[To do]
Word for word, print all of the entries below.

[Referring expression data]
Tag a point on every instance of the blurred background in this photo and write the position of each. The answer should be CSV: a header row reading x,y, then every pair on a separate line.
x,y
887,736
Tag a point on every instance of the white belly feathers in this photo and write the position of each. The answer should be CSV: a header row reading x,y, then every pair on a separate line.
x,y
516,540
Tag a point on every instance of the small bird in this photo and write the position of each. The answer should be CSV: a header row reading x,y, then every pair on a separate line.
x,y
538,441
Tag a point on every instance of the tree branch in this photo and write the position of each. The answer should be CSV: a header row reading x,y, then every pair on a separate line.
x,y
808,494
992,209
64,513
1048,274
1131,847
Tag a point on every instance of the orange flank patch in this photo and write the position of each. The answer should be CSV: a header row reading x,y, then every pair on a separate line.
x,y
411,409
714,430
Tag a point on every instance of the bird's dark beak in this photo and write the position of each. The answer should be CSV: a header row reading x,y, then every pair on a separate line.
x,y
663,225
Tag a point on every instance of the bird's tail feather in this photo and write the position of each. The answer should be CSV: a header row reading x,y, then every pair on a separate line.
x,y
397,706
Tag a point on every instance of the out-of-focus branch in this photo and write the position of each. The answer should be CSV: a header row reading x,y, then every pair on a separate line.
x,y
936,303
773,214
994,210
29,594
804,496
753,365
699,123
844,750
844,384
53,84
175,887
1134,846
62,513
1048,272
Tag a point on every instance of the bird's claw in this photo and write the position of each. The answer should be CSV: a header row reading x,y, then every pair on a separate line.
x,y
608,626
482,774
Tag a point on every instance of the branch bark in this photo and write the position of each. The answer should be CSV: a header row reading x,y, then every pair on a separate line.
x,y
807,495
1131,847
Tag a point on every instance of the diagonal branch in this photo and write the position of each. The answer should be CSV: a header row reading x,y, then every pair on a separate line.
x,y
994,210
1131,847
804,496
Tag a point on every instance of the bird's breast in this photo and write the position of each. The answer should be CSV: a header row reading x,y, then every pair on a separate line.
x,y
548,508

[Result of this exercise]
Tag a point on every instance of the blurred background in this photo and write the position of each. The answer should be CSV: a header row reading x,y, then every pair on a separate line.
x,y
887,736
Tag a point on every instance of the white belly feathers in this photo and write the position of each. The answer should be CSV: a header row reading x,y, then every pair on a separate line.
x,y
516,540
Tag a point on every instance of the small bird in this photo and write the position of each. The answer should be CSV: a header row reading x,y, then every pair on a separate line.
x,y
538,441
Tag a point on every instance of the tree branch in this photo and write the position of each. The answer should be CSV: a header row reading x,y, then every pair on a separate line.
x,y
808,494
992,209
64,513
1048,274
1131,847
Tag a point on every instance of the orange flank patch in this photo and write the position of each. The answer should be CSV: a header row reading x,y, then every pair on a separate line.
x,y
411,409
714,430
Tag a point on every instance of the bird's dark beak in this photo and write the position of each. The answer should be CSV: a header row reading x,y, then every pair on a separate line.
x,y
663,225
Tag a point on every instance of the bird's tail feather in this photo and write the position of each. The answer should be CSV: a header row reading x,y, then every pair on a separate line.
x,y
397,706
Tag a point on every instance of the out-of-focus branch in this photo and write the position of each. The answer should be CSV: a header row reading x,y, then every pair on a separate line.
x,y
936,303
773,214
994,210
29,594
804,496
753,365
699,123
844,750
844,384
53,84
175,887
1134,846
62,513
1048,272
Tag a point on every instance of the bird's claw in this photo and write the position of each. The answer should be CSV: a header row reading x,y, then every pair on a separate line.
x,y
608,626
482,774
Tag a point on every instance of the branch bark in this photo and write the position of each. The answer should be CSV: a header row reading x,y, then every pair on a separate line.
x,y
807,495
1131,847
Tag a point on every instance of the diagonal branch in this photo and write the position of each. The answer should be CSV: a header row reading x,y, then every pair on a separate line.
x,y
994,210
1131,847
804,496
Tag a point on every instance of the bird's breast in this photo and write the position of each. The answer should be CSV: a header row reading x,y, then every pair on a separate line.
x,y
548,508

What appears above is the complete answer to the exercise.